= Beginning of Section =
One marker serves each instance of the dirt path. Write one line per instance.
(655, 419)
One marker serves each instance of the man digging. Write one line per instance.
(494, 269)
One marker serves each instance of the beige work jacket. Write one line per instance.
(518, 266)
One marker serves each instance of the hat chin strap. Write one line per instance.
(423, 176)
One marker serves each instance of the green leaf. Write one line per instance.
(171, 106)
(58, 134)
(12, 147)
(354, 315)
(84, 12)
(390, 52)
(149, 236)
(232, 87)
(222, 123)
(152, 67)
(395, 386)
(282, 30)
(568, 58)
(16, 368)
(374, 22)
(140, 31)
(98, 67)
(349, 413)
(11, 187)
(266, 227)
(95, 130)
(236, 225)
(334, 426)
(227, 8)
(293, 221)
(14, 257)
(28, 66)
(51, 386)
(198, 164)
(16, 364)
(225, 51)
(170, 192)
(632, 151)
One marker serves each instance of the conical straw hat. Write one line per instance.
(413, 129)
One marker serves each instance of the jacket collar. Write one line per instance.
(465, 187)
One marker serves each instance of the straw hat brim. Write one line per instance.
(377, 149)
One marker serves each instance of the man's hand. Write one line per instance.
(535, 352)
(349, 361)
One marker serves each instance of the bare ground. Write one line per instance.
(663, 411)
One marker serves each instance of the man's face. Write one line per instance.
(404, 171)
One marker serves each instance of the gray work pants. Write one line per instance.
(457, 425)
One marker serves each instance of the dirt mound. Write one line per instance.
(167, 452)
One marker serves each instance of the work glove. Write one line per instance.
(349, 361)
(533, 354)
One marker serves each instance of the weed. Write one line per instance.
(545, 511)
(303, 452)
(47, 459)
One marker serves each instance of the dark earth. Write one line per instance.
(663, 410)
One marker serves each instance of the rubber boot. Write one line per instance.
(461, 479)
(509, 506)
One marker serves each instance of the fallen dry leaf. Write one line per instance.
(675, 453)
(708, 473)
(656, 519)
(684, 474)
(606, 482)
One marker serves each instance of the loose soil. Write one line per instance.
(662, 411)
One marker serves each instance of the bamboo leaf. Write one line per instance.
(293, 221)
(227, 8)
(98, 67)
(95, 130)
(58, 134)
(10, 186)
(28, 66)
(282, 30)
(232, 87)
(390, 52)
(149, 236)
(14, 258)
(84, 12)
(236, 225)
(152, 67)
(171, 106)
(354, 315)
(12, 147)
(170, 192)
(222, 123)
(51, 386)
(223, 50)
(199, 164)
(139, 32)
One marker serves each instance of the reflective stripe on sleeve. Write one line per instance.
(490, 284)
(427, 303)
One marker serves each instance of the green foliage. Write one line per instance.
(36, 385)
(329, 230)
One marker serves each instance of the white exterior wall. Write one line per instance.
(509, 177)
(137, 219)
= End of Section =
EXERCISE INSTRUCTIONS:
Your answer should be exactly the lines of the material above, starting at the one that holds "One marker serves each instance of the dirt mound." and ending with the last.

SOLUTION FOR THIS TASK:
One marker serves each instance of the dirt mound. Write one line per instance.
(167, 452)
One marker serves each instance of the work glove. Write one line per instance.
(349, 361)
(533, 354)
One marker serves each instance of the weed. Write one line per instance.
(545, 511)
(303, 452)
(47, 459)
One marker serves each instance of the dark earth. Write one line per instance.
(663, 410)
One marker serves each instance of the rubber boot. Write one line per instance.
(461, 479)
(509, 506)
One marker serves each instance of the fallen dry leaf. Write one line per instance.
(675, 453)
(708, 473)
(656, 519)
(684, 474)
(606, 482)
One marker serves each instance of the loose soil. Write one line per instance.
(662, 411)
One marker serves each instance of the bamboo leaf. Write one line per instance.
(293, 221)
(227, 8)
(98, 67)
(95, 130)
(58, 134)
(10, 186)
(28, 66)
(282, 30)
(232, 87)
(390, 52)
(149, 236)
(14, 258)
(84, 12)
(236, 225)
(152, 67)
(171, 106)
(354, 315)
(12, 147)
(170, 192)
(222, 123)
(51, 386)
(223, 50)
(199, 164)
(139, 32)
One marker serves each instance of the reflective stripe on sleeve. Write one line per instance.
(490, 284)
(427, 303)
One marker serves each instance of the green foliage. Write one line per instance.
(36, 385)
(329, 230)
One marker serves each instance of the white exterior wall. Write one line per instance.
(509, 177)
(137, 219)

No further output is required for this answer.